> Exercise aim: Every entry that follows is to be duplicated exactly.

(Records from a data source)

--------------------

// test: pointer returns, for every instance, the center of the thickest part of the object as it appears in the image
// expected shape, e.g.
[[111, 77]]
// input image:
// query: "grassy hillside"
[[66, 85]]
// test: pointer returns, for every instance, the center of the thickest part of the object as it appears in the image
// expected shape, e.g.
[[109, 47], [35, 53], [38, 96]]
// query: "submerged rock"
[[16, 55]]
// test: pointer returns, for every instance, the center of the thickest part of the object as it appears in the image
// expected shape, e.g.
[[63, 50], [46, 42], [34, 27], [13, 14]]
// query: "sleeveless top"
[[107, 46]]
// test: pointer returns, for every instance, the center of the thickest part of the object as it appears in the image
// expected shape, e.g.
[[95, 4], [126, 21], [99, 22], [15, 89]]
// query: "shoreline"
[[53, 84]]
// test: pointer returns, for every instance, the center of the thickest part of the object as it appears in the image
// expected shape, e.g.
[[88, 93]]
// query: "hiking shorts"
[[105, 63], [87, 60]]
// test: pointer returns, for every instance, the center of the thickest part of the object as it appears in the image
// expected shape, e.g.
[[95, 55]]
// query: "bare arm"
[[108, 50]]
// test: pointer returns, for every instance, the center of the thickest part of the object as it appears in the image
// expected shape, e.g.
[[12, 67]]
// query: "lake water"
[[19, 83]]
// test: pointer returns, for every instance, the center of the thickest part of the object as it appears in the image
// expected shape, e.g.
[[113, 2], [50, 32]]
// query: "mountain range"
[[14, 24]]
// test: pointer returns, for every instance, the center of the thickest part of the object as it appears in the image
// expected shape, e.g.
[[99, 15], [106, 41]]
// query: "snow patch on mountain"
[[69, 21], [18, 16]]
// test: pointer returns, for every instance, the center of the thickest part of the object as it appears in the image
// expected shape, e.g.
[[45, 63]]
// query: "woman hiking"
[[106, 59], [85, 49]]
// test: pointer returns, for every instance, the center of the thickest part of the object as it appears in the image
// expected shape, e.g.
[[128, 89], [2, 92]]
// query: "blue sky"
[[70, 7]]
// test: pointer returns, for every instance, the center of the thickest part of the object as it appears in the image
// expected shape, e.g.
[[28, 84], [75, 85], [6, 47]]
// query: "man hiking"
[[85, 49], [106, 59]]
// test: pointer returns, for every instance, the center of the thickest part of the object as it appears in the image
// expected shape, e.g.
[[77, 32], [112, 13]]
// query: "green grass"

--------------------

> Reply:
// test: pointer returns, for every instance, the center of the thickest part of the object as it appears in the image
// expected shape, e.g.
[[111, 77]]
// input image:
// query: "grassy hillside"
[[66, 85]]
// test: pointer returns, for every instance, the center of the thickest part of the object as it appears in the image
// expected shape, e.g.
[[109, 47], [35, 53], [38, 96]]
// query: "submerged rock"
[[16, 55]]
// test: pointer returns, for every instance, the center of the thickest part of the object as it appears in the image
// expected shape, e.g.
[[63, 50], [46, 42], [34, 27], [13, 14]]
// query: "sleeveless top"
[[107, 46]]
// test: pointer returns, for every instance, the center of the thickest part of the object as it appears in the image
// expected shape, e.g.
[[95, 4], [126, 21], [99, 22], [15, 89]]
// query: "shoreline"
[[53, 84]]
// test: pointer returns, for every instance, the center of the thickest part of the object as it appears in the image
// expected shape, e.g.
[[88, 93]]
// query: "hiking shorts"
[[105, 63], [87, 60]]
// test: pointer returns, for every instance, the center of the thickest part of the object as it appears in the image
// expected shape, e.g.
[[95, 55]]
// query: "bare arm"
[[108, 50]]
// test: pointer returns, for every instance, the center of the thickest part of the object as it appears in the image
// expected shape, e.g.
[[12, 67]]
// query: "lake water"
[[19, 83]]
// test: pointer returns, for every instance, the center of the thickest part of the object as it appears in the image
// expected shape, e.g.
[[113, 2], [50, 32]]
// query: "mountain range"
[[14, 24]]
// test: pointer returns, for every instance, the center of the thickest part of the object as it appears in the image
// expected shape, e.g.
[[99, 15], [106, 41]]
// query: "snow patch on mountain"
[[69, 21], [18, 16]]
// test: pointer returns, for every instance, the center of the thickest part of the object as it appears in the image
// expected shape, e.g.
[[45, 63]]
// query: "woman hiking"
[[106, 59], [85, 49]]
// test: pointer returns, for every instance, the center of the thickest part of the object as it appears in the image
// expected shape, e.g.
[[128, 89], [2, 92]]
// query: "blue sky"
[[70, 7]]
// test: pointer returns, for every instance, the center of the thickest part of the object as it appears in the image
// expected shape, e.g.
[[28, 84], [75, 85], [6, 47]]
// query: "man hiking"
[[85, 49], [106, 59]]
// test: pointer returns, for every instance, the center of the thickest part of the object as it appears in the image
// expected shape, e.g.
[[77, 32], [112, 13]]
// query: "green grass"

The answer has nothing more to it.